◆ **Work item**
Out of the records below, copy all lines in which the word "tower" occurs.

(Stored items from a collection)
BEGIN
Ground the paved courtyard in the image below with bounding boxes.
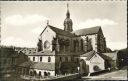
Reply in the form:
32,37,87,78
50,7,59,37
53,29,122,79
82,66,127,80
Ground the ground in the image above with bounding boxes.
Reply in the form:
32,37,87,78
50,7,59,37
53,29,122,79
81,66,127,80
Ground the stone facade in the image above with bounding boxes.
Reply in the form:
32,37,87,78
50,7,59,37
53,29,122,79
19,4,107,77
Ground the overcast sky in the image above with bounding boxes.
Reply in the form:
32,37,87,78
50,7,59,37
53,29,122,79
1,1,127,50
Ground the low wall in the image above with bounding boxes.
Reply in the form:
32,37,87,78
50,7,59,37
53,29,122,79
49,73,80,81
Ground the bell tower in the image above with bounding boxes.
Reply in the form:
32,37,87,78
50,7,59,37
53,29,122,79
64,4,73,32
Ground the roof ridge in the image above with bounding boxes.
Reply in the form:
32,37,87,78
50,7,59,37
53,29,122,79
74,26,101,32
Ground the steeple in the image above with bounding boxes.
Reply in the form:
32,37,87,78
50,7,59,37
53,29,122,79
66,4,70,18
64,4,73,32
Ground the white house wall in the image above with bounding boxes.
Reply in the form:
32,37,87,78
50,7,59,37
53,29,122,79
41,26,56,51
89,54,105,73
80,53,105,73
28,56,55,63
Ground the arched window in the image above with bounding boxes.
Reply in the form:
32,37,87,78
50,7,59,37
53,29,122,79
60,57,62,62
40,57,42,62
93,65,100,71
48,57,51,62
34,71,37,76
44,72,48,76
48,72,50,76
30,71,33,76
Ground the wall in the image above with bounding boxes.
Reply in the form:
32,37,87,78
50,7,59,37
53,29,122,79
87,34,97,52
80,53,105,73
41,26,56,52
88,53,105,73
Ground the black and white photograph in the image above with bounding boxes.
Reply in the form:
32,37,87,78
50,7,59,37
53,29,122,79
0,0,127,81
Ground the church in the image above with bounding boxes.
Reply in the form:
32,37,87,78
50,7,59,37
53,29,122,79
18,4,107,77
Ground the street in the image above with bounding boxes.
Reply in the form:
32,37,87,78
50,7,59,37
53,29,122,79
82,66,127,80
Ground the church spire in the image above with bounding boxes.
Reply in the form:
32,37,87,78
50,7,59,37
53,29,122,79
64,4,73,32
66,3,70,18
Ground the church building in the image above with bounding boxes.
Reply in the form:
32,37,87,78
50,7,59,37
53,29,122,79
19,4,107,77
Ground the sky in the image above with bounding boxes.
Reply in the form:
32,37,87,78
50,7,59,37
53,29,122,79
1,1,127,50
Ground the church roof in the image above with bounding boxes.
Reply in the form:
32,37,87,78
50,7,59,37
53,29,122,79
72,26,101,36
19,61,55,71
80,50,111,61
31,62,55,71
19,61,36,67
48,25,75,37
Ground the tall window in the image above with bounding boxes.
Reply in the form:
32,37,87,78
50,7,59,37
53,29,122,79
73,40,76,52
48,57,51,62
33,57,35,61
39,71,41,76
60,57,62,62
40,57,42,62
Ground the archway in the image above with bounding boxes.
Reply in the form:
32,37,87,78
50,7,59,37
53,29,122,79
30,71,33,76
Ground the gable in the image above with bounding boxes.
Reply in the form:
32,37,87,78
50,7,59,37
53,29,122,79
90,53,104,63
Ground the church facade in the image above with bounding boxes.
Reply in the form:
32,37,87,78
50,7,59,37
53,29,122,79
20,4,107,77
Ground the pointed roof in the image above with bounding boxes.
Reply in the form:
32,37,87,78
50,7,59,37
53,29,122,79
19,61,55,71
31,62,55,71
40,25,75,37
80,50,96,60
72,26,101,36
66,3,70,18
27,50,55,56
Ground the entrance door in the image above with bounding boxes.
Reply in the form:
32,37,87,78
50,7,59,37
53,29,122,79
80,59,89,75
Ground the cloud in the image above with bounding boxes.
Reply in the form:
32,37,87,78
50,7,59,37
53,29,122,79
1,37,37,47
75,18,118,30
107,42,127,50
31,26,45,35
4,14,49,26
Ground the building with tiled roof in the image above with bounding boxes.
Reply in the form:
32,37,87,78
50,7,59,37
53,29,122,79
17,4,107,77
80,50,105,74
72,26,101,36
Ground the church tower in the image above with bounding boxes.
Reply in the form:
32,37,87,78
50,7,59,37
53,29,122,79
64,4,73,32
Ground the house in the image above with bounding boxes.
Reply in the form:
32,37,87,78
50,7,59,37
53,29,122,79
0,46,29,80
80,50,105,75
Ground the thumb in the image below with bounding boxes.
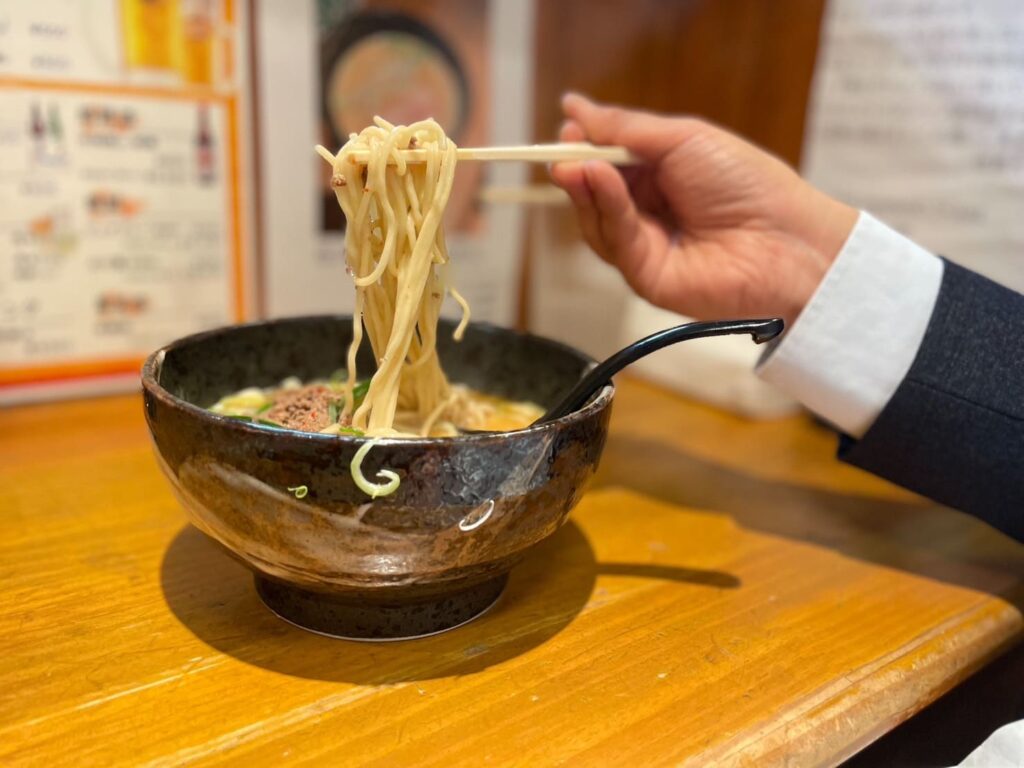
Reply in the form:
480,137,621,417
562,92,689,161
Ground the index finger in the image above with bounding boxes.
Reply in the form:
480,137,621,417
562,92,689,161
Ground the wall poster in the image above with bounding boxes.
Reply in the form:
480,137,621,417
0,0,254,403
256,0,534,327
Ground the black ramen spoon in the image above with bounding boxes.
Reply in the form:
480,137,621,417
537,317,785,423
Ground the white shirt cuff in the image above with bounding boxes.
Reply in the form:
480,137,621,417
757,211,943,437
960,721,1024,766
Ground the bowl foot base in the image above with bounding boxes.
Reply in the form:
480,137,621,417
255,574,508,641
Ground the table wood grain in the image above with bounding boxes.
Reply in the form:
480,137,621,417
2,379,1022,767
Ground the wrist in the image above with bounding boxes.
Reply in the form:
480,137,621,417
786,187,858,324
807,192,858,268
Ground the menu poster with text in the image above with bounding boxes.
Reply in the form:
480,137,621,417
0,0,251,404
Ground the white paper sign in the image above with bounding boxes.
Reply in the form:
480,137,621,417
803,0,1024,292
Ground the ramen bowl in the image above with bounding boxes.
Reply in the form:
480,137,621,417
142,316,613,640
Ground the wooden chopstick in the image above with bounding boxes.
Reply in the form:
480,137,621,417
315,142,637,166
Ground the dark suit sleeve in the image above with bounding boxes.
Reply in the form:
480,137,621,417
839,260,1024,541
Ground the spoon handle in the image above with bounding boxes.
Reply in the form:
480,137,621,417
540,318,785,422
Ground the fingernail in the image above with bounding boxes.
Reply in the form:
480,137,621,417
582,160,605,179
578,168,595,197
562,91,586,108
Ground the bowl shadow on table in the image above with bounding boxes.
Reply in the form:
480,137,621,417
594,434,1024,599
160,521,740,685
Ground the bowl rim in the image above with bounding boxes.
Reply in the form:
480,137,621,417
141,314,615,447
END
◆ **Answer to this exercise**
Ground the bell tower in the image above with bounding boxes.
Ground the church tower in the image above with bounding boxes.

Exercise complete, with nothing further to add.